### GIVEN TASK
Return every record below exactly as written, omitting any pictures.

### MATERIAL
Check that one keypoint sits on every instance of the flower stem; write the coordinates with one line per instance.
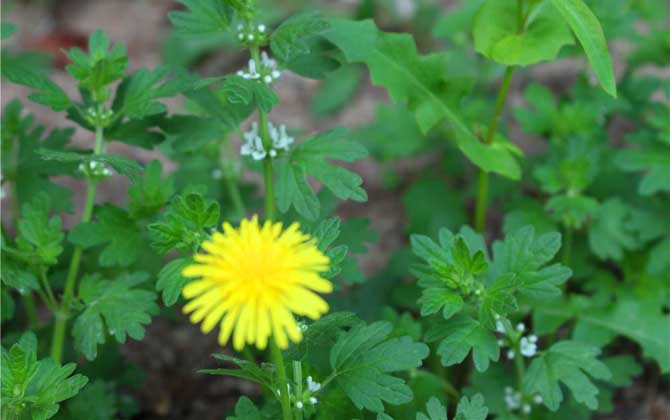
(483, 178)
(297, 378)
(62, 312)
(284, 396)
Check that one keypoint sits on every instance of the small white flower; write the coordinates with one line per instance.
(313, 386)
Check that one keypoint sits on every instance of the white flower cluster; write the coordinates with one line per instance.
(527, 344)
(253, 144)
(514, 400)
(267, 72)
(95, 169)
(307, 396)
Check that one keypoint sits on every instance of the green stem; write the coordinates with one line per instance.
(284, 396)
(63, 311)
(483, 177)
(235, 197)
(297, 379)
(31, 310)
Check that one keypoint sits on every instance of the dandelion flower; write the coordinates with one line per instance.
(253, 279)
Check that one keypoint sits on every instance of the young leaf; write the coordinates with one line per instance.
(498, 35)
(170, 280)
(419, 81)
(151, 193)
(33, 389)
(611, 232)
(204, 18)
(460, 335)
(289, 40)
(590, 34)
(116, 307)
(566, 362)
(524, 255)
(309, 159)
(435, 410)
(245, 410)
(140, 91)
(184, 223)
(115, 228)
(39, 234)
(362, 360)
(471, 409)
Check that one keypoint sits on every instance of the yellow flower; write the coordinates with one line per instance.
(253, 279)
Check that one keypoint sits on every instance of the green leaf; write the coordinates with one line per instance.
(185, 223)
(97, 401)
(204, 18)
(253, 93)
(525, 255)
(634, 319)
(497, 34)
(118, 308)
(363, 359)
(461, 335)
(47, 92)
(151, 193)
(289, 40)
(246, 370)
(115, 228)
(435, 410)
(38, 233)
(140, 91)
(590, 34)
(566, 362)
(420, 82)
(654, 160)
(322, 334)
(170, 281)
(471, 409)
(245, 410)
(309, 159)
(611, 232)
(33, 389)
(100, 68)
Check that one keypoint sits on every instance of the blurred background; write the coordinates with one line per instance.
(400, 177)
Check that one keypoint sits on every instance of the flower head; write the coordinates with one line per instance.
(253, 279)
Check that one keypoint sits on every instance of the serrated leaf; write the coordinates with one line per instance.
(33, 389)
(420, 82)
(203, 18)
(588, 31)
(472, 408)
(183, 226)
(309, 159)
(119, 308)
(497, 34)
(170, 281)
(151, 193)
(362, 359)
(289, 40)
(461, 335)
(566, 362)
(113, 228)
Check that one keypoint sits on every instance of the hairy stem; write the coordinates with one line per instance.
(481, 206)
(62, 312)
(284, 396)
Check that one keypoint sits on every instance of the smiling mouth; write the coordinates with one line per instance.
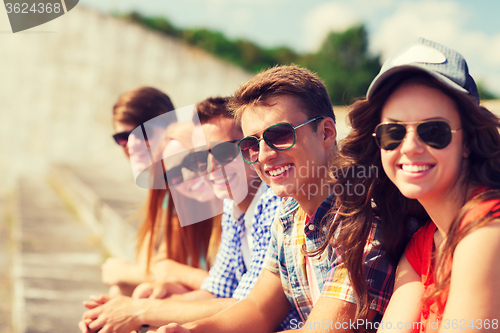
(415, 168)
(278, 171)
(222, 180)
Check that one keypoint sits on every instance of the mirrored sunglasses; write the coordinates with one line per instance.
(197, 161)
(280, 137)
(434, 133)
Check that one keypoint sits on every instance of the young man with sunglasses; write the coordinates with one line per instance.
(244, 240)
(290, 137)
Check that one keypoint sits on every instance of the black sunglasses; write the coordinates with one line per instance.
(223, 153)
(122, 137)
(281, 136)
(435, 133)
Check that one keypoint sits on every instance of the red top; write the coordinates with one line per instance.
(419, 254)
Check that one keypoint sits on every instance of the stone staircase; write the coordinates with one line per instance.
(54, 235)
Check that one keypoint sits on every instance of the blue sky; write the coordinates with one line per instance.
(470, 26)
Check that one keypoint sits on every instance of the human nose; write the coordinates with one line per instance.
(411, 143)
(266, 153)
(135, 143)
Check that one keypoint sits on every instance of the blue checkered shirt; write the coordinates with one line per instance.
(229, 277)
(285, 257)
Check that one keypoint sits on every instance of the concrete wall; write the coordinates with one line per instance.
(60, 80)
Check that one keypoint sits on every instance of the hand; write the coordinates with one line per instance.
(83, 325)
(171, 328)
(96, 301)
(164, 270)
(158, 290)
(117, 315)
(113, 270)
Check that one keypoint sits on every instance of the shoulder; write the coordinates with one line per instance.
(269, 198)
(482, 209)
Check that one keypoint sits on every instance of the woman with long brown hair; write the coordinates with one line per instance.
(165, 250)
(437, 155)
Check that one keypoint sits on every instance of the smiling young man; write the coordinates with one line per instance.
(290, 137)
(246, 224)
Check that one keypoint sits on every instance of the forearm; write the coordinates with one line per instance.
(162, 312)
(189, 276)
(241, 317)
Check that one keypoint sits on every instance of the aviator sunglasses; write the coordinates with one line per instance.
(434, 133)
(122, 137)
(223, 153)
(280, 137)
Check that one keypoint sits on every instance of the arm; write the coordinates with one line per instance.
(173, 272)
(405, 304)
(262, 311)
(124, 314)
(330, 315)
(118, 271)
(474, 297)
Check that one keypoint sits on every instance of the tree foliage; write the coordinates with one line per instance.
(345, 65)
(343, 60)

### TASK SOLUTION
Check that one keypoint sits on every instance of the flower stem; write the coordinates with one line per instance.
(483, 178)
(297, 378)
(62, 312)
(284, 396)
Check that one keypoint sits on every instance of the small white flower; write the coordinates with one line per instance.
(313, 386)
Check that one keypoint sits on every instance of the white flower cluster; write the coordinates with one line per instance.
(527, 344)
(253, 144)
(514, 400)
(267, 72)
(95, 169)
(307, 396)
Check that one keypoint sits on every instance of the green stem; write the coordinates with one line per instance.
(284, 396)
(63, 311)
(483, 177)
(235, 197)
(297, 379)
(31, 310)
Check that one keypoint sits on every instance of the dandelion flower; write the coordinates with one line per instance.
(253, 279)
Check that one keypoint sits on every instance of the young leaf; write the coordinates with one line per instance.
(498, 35)
(170, 280)
(419, 81)
(151, 193)
(33, 389)
(611, 232)
(204, 18)
(460, 335)
(289, 40)
(590, 34)
(116, 307)
(566, 362)
(524, 255)
(309, 159)
(435, 410)
(245, 410)
(140, 91)
(184, 223)
(115, 228)
(39, 234)
(362, 360)
(471, 409)
Check that one keypoint sits on every instance of the yellow flower; write the coordinates with one line per instance.
(253, 279)
Check that one keypoint sits on every instance of the green leaf; write the coordinates with one line per instance.
(185, 223)
(97, 401)
(204, 18)
(253, 93)
(525, 255)
(634, 319)
(497, 34)
(118, 308)
(363, 359)
(461, 335)
(47, 92)
(151, 193)
(289, 40)
(246, 370)
(115, 228)
(435, 410)
(38, 233)
(140, 91)
(590, 34)
(566, 362)
(420, 82)
(654, 160)
(322, 334)
(170, 281)
(471, 409)
(245, 410)
(309, 159)
(611, 232)
(33, 389)
(100, 68)
Check that one keypoint sits on every instance of the blurred background; write the coordinates with one line per instance.
(400, 177)
Check that one keypoint sits on every instance of the flower head; write the coordinates with one line per instance.
(253, 279)
Check that one keypoint sits on every instance of the serrated leaf; write the coordinates with one line per instance.
(33, 389)
(420, 82)
(203, 18)
(588, 31)
(472, 408)
(183, 226)
(309, 159)
(119, 308)
(497, 34)
(170, 281)
(151, 193)
(362, 359)
(289, 40)
(461, 335)
(566, 362)
(113, 228)
Check that one keypoint sits on every instance of the hairy stem; write the coordinates with one line per instance.
(481, 206)
(62, 312)
(284, 396)
Check that one keypoint sits on every instance of the smiling mouth; write the coordinates with one line per instance.
(415, 168)
(278, 171)
(222, 180)
Check that one keypoint sits on every instance of the mirrored sunglasses; write the coordinates with one line per instance.
(197, 161)
(280, 137)
(434, 133)
Check that one keypoint sits on every instance of the young man with sunglasses; write the coordinates with one line per instance.
(244, 240)
(290, 137)
Check that one keypoint sits on every instance of the black sunglasses; write the coordinates with one line per instance.
(223, 153)
(122, 137)
(281, 136)
(435, 133)
Check that one keypoint sits on every instance of the red top; write the coordinates with one line per instance.
(419, 254)
Check that one keypoint sits on every instance of the stone staircase; write the coordinates with one line per instance.
(54, 235)
Check that one keypoint sits on every instance of the blue sky; write the coordinates with one line per instance.
(470, 26)
Check that one keypoint sits on every instance of the human nose; write the coordinates with one line per instance.
(411, 143)
(266, 153)
(135, 143)
Check that one keypoint sits on every instance of the blue checkered shirt; write the coordinates with one line per instance.
(229, 277)
(285, 257)
Check that one keypoint sits on every instance of the concrete wall; write the coordinates with one line per instance.
(60, 80)
Check that one keypoint sits on every instance of the hand; write the coordinates with one line per instance.
(83, 325)
(171, 328)
(96, 301)
(164, 270)
(158, 290)
(117, 315)
(113, 270)
Check that one keypoint sits on every instance of the shoulder; write the coordinates with one line per instance.
(269, 198)
(482, 209)
Check that one keypoint sits on every instance of the woman with long brown hair; write the coordinates with one line per instance.
(165, 250)
(437, 155)
Check that one keypoint sits on every instance of the smiling young man; write the coordinates with one line per instance.
(290, 137)
(246, 224)
Check that one keypoint sits on every instance of the forearm; write the coordinates with one line per instance.
(162, 312)
(189, 276)
(241, 317)
Check that one keypoint sits on every instance of the aviator sunglasses; write the coordinates with one line per instance.
(434, 133)
(122, 137)
(223, 153)
(280, 137)
Check that one keypoint sits on every instance of the arm; write the coordinates with one line per instance.
(173, 272)
(405, 304)
(262, 311)
(124, 314)
(330, 315)
(118, 271)
(474, 297)
Check that one keypoint sits on every instance of the tree foliage; write the coordinates with one line per instance.
(345, 65)
(343, 60)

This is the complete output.